- **KUTIPAN TEKS**:
......

Karena tidak pernah diajari disiplin, egonya menjadi lebih imperatif dalam
menuntut tidak apa yang mereka butuhkan, tetapi apa yang mereka inginkan.
Anak-anak jahat sedikit sekali yang muncuri pakaian atau makanan, mereka
mencuri hanya untuk memuaskan egonya yang manja. Kita ingat saja, bahwa tidak
hanya yang miskin kekurangan saja yang mencuri, tetapi anak-anak muda dari kaum
menengah bahkan anak-anak dari golongan kaya.
Karena
tidak pernah belajar tentang hubungan antara usaha dan pujian, anak-anak itu
menganggap kebobrokan moral sebagai pujian. Hak untuk berusaha mencapai
kebahagiaan, bagi mereka menjadi hak untuk mempunyai kebahagiaan, tidak peduli
apakah itu merugikan orang lain, yang penting puas.
3) Tidak
bertanggung jawab.

......

(Entri yang diambil dari sebuah koleksi)
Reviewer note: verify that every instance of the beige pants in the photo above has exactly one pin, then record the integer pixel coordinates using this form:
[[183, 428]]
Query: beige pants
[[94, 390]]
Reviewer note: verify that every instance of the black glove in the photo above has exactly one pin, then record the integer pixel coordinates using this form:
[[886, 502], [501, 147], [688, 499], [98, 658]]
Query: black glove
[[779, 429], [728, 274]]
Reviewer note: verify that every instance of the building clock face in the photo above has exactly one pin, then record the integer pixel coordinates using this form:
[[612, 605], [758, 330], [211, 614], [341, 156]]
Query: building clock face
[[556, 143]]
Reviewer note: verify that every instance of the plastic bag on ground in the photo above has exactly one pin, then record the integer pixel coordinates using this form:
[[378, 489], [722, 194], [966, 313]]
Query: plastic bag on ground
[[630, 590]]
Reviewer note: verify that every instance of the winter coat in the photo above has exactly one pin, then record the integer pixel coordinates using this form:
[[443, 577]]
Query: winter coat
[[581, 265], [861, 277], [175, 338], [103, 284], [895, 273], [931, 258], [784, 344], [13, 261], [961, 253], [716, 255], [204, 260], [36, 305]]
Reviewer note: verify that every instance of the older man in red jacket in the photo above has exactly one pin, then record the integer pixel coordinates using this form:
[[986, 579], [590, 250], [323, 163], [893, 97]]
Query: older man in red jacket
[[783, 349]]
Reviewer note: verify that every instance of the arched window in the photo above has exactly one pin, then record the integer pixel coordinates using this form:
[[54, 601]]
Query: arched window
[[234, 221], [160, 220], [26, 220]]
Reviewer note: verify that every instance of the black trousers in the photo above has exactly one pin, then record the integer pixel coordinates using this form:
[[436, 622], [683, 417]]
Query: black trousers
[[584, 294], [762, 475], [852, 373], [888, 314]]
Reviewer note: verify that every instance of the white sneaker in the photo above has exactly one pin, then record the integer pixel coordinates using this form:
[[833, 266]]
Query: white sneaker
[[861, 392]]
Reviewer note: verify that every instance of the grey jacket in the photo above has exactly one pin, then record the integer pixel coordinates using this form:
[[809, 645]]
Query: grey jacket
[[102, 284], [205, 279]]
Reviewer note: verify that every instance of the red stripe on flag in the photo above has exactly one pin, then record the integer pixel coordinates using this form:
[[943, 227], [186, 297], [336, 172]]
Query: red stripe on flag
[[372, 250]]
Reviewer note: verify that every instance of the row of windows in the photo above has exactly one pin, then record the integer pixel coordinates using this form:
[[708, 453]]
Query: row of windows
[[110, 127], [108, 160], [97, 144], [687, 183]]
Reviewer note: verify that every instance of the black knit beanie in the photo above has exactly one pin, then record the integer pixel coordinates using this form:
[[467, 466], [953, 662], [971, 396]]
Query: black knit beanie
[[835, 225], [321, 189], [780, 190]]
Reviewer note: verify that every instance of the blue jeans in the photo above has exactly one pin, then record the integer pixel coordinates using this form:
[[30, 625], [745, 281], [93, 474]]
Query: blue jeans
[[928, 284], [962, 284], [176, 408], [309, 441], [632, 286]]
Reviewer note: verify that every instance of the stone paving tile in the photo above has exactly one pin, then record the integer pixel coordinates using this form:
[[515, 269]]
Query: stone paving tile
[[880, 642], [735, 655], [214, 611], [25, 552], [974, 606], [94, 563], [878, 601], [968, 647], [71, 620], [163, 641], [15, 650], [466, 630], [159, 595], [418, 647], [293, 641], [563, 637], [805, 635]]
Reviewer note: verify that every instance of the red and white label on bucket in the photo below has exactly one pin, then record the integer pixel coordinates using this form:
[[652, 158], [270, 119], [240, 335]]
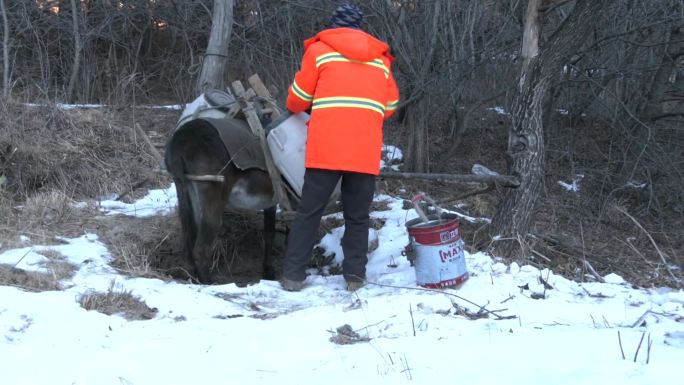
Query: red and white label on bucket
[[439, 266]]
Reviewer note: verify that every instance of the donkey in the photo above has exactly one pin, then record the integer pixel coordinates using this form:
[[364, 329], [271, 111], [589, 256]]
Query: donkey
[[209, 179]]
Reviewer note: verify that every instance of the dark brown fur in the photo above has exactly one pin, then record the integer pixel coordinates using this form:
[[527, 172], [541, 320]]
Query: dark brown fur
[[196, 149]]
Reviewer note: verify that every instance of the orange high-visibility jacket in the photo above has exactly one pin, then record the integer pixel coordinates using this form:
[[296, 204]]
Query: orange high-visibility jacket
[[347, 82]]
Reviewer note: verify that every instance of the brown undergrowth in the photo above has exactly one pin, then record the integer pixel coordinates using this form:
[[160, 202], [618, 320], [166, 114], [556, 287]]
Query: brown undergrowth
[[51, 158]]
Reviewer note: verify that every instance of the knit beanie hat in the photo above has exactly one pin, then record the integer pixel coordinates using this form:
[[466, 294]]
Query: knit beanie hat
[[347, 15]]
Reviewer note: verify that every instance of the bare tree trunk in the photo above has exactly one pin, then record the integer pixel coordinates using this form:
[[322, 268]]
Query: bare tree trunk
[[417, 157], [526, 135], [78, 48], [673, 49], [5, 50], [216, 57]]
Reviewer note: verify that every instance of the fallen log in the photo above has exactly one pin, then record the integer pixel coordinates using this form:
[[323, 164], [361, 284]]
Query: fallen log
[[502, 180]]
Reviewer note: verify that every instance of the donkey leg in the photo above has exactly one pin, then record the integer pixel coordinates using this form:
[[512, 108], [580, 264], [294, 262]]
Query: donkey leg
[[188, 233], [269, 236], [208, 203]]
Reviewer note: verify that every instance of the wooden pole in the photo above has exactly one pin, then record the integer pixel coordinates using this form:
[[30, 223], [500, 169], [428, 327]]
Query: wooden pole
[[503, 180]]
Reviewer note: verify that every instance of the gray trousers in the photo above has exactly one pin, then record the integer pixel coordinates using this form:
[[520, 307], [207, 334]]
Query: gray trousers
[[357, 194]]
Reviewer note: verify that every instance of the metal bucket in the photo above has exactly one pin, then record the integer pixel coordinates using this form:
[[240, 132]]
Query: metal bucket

......

- **TUGAS DAN LATIHAN**:
**1.** Menurut kutipan teks tentang disiplin anak, untuk apa anak-anak jahat mencuri?
**2.** Susun baris-baris dalam catatan di antara baris yang memuat "Reviewer note: verify that every instance of the white" dan baris yang memuat "[[835, 225], [321, 189], [780, 190]]", termasuk kedua baris tersebut, menjadi daftar bernomor tanpa baris kosong.

- **JAWABAN TUGAS**:
**1.** Mereka mencuri hanya untuk memuaskan egonya yang manja.

**2.**
1. Reviewer note: verify that every instance of the white sneaker in the photo above has exactly one pin, then record the integer pixel coordinates using this form:
2. [[833, 266]]
3. Query: white sneaker
4. [[861, 392]]
5. Reviewer note: verify that every instance of the grey jacket in the photo above has exactly one pin, then record the integer pixel coordinates using this form:
6. [[809, 645]]
7. Query: grey jacket
8. [[102, 284], [205, 279]]
9. Reviewer note: verify that every instance of the red stripe on flag in the photo above has exactly one pin, then record the integer pixel coordinates using this form:
10. [[943, 227], [186, 297], [336, 172]]
11. Query: red stripe on flag
12. [[372, 250]]
13. Reviewer note: verify that every instance of the row of windows in the photo above has exactly one pin, then record the integer pixel coordinates using this form:
14. [[708, 453]]
15. Query: row of windows
16. [[110, 127], [108, 160], [97, 144], [687, 183]]
17. Reviewer note: verify that every instance of the black knit beanie in the photo above has exactly one pin, then record the integer pixel coordinates using this form:
18. [[467, 466], [953, 662], [971, 396]]
19. Query: black knit beanie
20. [[835, 225], [321, 189], [780, 190]]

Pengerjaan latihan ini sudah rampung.